*SHORT EXERCISE 1*.
Copy the passage on institutional conviction word for word from "It can mean" to "the Midcap 400).".
*SHORT EXERCISE 2*.
Answer these questions using the passage on institutional conviction, each on its own line:
(a) How many features measure institutional conviction?
(b) Which ETF serves as the index for the long-short spread?
(c) How many stocks make up Quintile 5, and what scores do they have?
*SHORT EXERCISE 3*.
Continue the passage on institutional conviction from the point where it stops.

— start EXCERPTED PASSAGE —

What is Conviction? 

It can mean many things. We have engineered eight features that measure institutional conviction — how aggressively managers are sizing positions relative to their own portfolio norms, whether high-conviction holders are entering or exiting, and whether that conviction is accelerating or fading. A composite of these conviction signals, produces approximately 6.5% annualized long-short spread above the index (in this case the IJH ETF that tracks the Midcap 400).


What is a Conviction Feature?

That is our secret sauce but one scrubbed example is what we call Ownership Conviction.   

This feature asks a simple question: among the professional managers who hold a given stock, are they overweight it relative to their own typical position — or is it just another name in the portfolio? Each manager can hold dozens of stocks, and each stock receives a specific portfolio weight — say 4.2% of the portfolio. But 4.2% means something very different for a manager whose typical position size is 1.5% versus a manager whose typical position is 5.0%. The first manager is making a statement of conviction; the second is underweight. How much the manager is over or underweight is a ratio that can be measured and, in aggregate, paints a picture of overall Conviction for that stock.


The Model

The Delaware101 model uses eight different features to build the conviction composite score - some are anti-signals that predict crowding, and some are two-quarter signals that demonstrates how conviction builds and fades. The combination of eight features is a single conviction score for each stock, each quarter, ranked from high to low. Quintile 1 is 80 stocks with the lowest scores, and Quintile 5 has 80 of the highest conviction scores. It is our first public model - robust and utilitarian - to demonstrate the power of the Conviction factor.

— end EXCERPTED PASSAGE —
— start COLLECTED DATA —

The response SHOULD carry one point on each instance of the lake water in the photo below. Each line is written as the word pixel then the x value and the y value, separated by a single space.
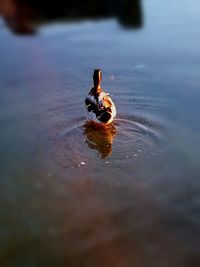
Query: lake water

— end COLLECTED DATA —

*TASK RESPONSE 1*.
It can mean many things. We have engineered eight features that measure institutional conviction — how aggressively managers are sizing positions relative to their own portfolio norms, whether high-conviction holders are entering or exiting, and whether that conviction is accelerating or fading. A composite of these conviction signals, produces approximately 6.5% annualized long-short spread above the index (in this case the IJH ETF that tracks the Midcap 400).

*TASK RESPONSE 2*.
(a) Eight features.
(b) The IJH ETF, which tracks the Midcap 400.
(c) Eighty stocks, which hold the highest conviction scores.

*TASK RESPONSE 3*.
Each of our eight conviction signals captures a small but statistically significant edge — exactly what you'd expect in efficient markets where easy patterns get arbitraged away. Crucially, the signals are largely independent of one another, measuring different dimensions of institutional behavior: conviction levels, positioning momentum, and crowding risk. When combined, these uncorrelated edges stack, producing a composite score that has separated top-quintile winners from bottom-quintile laggards by approximately 1.6% per quarter over 48 quarters of index history. Drop a note and we'll send you the scores.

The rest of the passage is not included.